課題:
**A.** 以下の物理基礎の出題分析から、「第2問はA、Bからなる構成で」という語句を含むところで始まり「り合いを立てれば解答できる。」で終わる部分を、一字一句そのまま書き写してください。
**B.** 以下の物理基礎の出題分析を、示されている最後の文の後から書き継いでください。

抜粋文:
▬▬▬▬▬▬▬▬▬▬
例年通り第1問の小問集合、第2問の波動・電気、第3問の力学と、各分野からまんべんなく出題された。分野の偏りはなく、教科書の基本事項からの出題である。組合せ選択肢の問題は昨年より2問少ない4問出題、また適当なグラフを選ぶ問題は昨年と変わらず1問出題されている。

難易度:やや難化

大問3題の構成で出題された。
第1問は小問集合であり、並列のばね、等加速度運動、交流による送電の効率、うなり、熱に関する正誤問題からの出題であった。例年通り概ね物理量の定義や用語についての正確な理解に関する出題である。

第2問はA、Bからなる構成であり、Aが互いに逆向きに進む波とその重ね合わせ、Bが三つの抵抗と直流電源および切り替えスイッチからなる回路からの出題であった。抵抗回路の出題は昨年に引き続き2年連続である。

第3問はA、Bからなる構成であり、Aがゴムひもとエネルギー保存則、Bが斜方投射からの出題であった。斜方投射の計算は物理基礎の範囲外であるが、問題に計算方針を指示することで物理基礎の範囲とするという異例な手法での出題であった。

ゴムひもの問題、斜方投射の問題は今までに経験したことがあるかどうかが鍵となった。全く出会ったことがなければ、その場での考察は難しいだろう。制限時間に対する問題量としては適切であった。

設問別分析

【第1問】小問集合

第1問は、昨年同様に物理基礎のさまざまな分野を扱った小問集合であった。昨年同様、計算だけでなく、現象に関する正確な知識を問う問題が出題された。
問1は、並列の合成ばねを背景にした出題だが、合成ばね定数に関する知識などなくても、水平な棒とそれに糸で取り付けた物体を一体として、力のつり合いを立てれば解答できる。
問2は、運動エネルギーの大小関係とあるが、「同じ大きさの力で1秒間引いた」とあるので生じる加速度の大小関係を考えれば良い。
問3は、変圧器で昇圧してから送電すると送電の電流が小さくて済むため、送電線において失われるエネルギー(送電線の抵抗における消費電力)が抑えられるということへの理解があれば解答できる。
▬▬▬▬▬▬▬▬▬▬
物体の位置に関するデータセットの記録
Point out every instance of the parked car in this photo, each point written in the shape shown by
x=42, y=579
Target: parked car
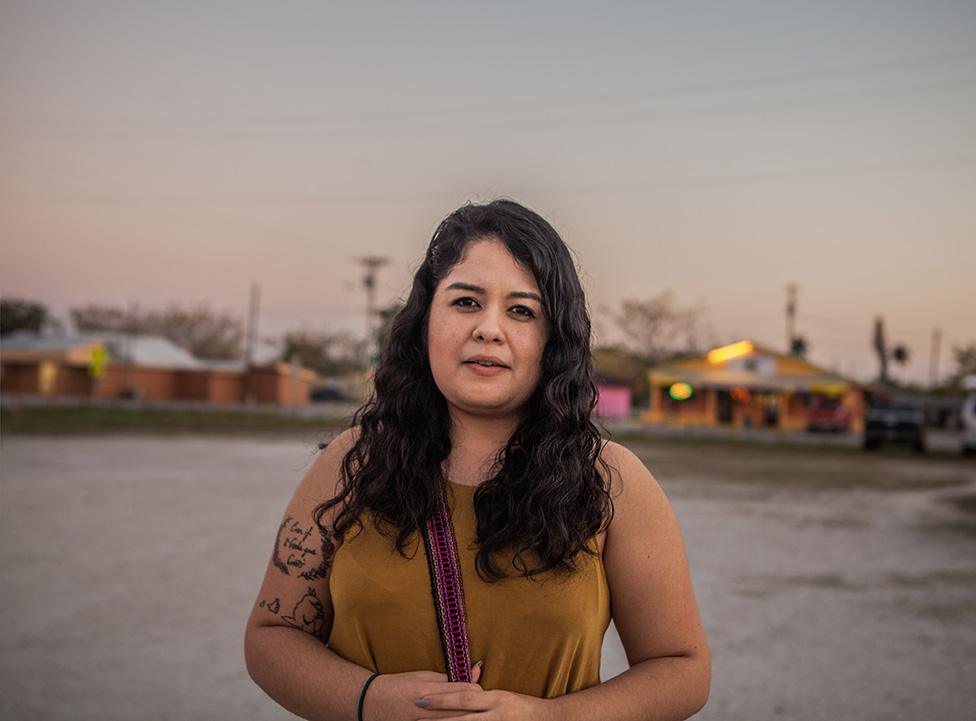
x=898, y=422
x=827, y=415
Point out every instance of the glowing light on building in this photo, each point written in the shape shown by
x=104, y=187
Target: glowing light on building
x=733, y=350
x=680, y=391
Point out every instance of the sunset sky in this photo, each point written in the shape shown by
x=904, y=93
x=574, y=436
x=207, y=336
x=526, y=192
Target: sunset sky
x=179, y=151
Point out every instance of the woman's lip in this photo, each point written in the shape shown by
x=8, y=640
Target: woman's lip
x=485, y=370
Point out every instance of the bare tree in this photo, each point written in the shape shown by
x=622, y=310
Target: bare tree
x=325, y=353
x=656, y=330
x=19, y=314
x=199, y=330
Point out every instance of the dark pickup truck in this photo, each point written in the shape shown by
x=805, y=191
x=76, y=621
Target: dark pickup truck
x=897, y=422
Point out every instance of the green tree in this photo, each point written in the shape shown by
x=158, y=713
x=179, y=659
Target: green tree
x=19, y=314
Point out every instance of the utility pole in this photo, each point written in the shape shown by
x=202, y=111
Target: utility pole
x=371, y=263
x=934, y=358
x=790, y=316
x=250, y=334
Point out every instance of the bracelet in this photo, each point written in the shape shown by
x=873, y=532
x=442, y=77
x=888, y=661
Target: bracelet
x=362, y=695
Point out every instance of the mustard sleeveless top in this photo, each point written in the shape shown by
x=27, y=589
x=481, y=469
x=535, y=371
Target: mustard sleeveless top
x=542, y=638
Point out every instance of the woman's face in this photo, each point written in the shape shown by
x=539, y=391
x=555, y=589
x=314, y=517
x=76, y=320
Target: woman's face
x=487, y=305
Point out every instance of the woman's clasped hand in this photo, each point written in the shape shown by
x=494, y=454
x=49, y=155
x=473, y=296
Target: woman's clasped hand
x=429, y=695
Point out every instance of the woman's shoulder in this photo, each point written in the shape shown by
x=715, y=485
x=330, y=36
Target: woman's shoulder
x=624, y=469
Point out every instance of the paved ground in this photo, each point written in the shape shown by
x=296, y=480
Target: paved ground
x=832, y=584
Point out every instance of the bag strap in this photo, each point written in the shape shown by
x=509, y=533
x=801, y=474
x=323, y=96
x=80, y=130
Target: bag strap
x=440, y=544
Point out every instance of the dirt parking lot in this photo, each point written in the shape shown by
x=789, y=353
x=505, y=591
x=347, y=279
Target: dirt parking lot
x=832, y=584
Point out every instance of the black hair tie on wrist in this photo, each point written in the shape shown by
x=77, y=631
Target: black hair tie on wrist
x=362, y=695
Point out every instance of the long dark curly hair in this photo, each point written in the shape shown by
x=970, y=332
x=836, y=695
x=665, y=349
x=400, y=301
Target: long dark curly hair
x=547, y=498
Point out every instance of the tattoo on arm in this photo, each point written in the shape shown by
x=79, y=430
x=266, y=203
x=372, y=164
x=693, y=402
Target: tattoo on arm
x=308, y=614
x=295, y=555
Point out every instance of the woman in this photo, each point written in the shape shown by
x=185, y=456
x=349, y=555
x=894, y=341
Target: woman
x=484, y=390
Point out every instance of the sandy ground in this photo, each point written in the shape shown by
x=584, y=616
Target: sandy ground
x=832, y=584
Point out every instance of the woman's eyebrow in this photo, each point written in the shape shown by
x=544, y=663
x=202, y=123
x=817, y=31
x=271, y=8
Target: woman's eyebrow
x=478, y=289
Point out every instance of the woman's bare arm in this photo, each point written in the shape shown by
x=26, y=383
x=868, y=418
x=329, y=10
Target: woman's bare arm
x=285, y=638
x=653, y=608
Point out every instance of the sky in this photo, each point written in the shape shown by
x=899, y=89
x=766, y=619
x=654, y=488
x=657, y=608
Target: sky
x=177, y=152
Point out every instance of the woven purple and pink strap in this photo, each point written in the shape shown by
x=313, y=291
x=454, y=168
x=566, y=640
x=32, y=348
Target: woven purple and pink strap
x=440, y=544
▬▬▬▬▬▬▬▬▬▬
解答:
**A.**
第2問はA、Bからなる構成であり、Aが互いに逆向きに進む波とその重ね合わせ、Bが三つの抵抗と直流電源および切り替えスイッチからなる回路からの出題であった。抵抗回路の出題は昨年に引き続き2年連続である。

第3問はA、Bからなる構成であり、Aがゴムひもとエネルギー保存則、Bが斜方投射からの出題であった。斜方投射の計算は物理基礎の範囲外であるが、問題に計算方針を指示することで物理基礎の範囲とするという異例な手法での出題であった。

ゴムひもの問題、斜方投射の問題は今までに経験したことがあるかどうかが鍵となった。全く出会ったことがなければ、その場での考察は難しいだろう。制限時間に対する問題量としては適切であった。

設問別分析

【第1問】小問集合

第1問は、昨年同様に物理基礎のさまざまな分野を扱った小問集合であった。昨年同様、計算だけでなく、現象に関する正確な知識を問う問題が出題された。
問1は、並列の合成ばねを背景にした出題だが、合成ばね定数に関する知識などなくても、水平な棒とそれに糸で取り付けた物体を一体として、力のつり合いを立てれば解答できる。

**B.**
問4は、うなりの公式を覚えていればそれだけで解答できる。オはうなりの公式の説明に用いる考え方だが、この問い方だと何のために計算したのかがわからず、不思議に思った受験生もいただろう。
問5は、潜熱という言葉の定義を正確に理解しているかどうかが鍵であった。潜熱は融解熱、蒸発熱など状態変化に利用される熱の総称であるため、固体から液体に変化する際に物質に吸収される熱である融解熱も潜熱のひとつである。他の選択肢の間違いのほうが見つけやすいので消去法が考えやすいかもしれない。

【第2問】波動、電気

Aは、波の独立性と重ね合わせの原理に関する問題であった。
問1は、グラフを読めば解答できる平易な問題。ここではあまり差はつかないだろう。
問2は、単純な重ね合わせではなく、変位の時間変化グラフに直してからの重ね合わせなので理解に差が出る出題であった。
Bは、3つの抵抗と切り替えスイッチと直流電源からなる回路に関する出題であった。
問3は、電流の流れていない抵抗における電圧降下が0であることを正確に理解しているかどうかが問われた。
問4は、スイッチの切り替えで回路の合成抵抗がどのように変化し、回路全体での消費電力がどう変わるかが理解されていれば解答できる。

【第3問】力学

Aは、ゴムひもの先端に小球を結び静かに放す運動であり、物理の2次試験でよく見る出題である。
問1は、自由落下時間に関する問いであるため、等加速度運動に関する理解のみで解ける。
問2は、力学的エネルギー保存のみで解答できる。しかし、ゴムひもの振る舞いに慣れていなければ立式に不安を感じたに違いない。
Bは、斜方投射に関する出題であった。物理基礎では直線運動のみしか扱わないため、解法に誘導が与えられた。
問3は、水平方向の等速度運動を考えれば答えられる。
問4は、鉛直方向の等加速度運動を考えれば答えられる。
斜方投射の計算に関する説明は教科書に発展事項として載っていることが多いので、確認してみよう。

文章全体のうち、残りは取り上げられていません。